Location annotation dataset excerpts
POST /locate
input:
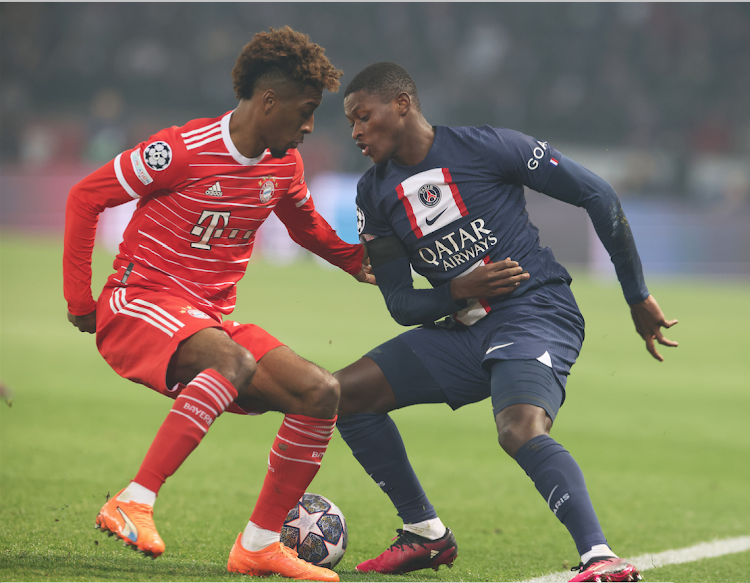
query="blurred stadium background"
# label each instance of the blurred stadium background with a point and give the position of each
(651, 96)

WHAT THE TASK REQUIRES
Could you rewrite the records with "stadium" renamed to "arena" throughout, keeping every other word the same and omitting the pictures?

SOLUTION TO THE EXERCISE
POST /locate
input:
query="blurred arena background"
# label each instance of the blurred arena background with a point and give the position of each
(651, 96)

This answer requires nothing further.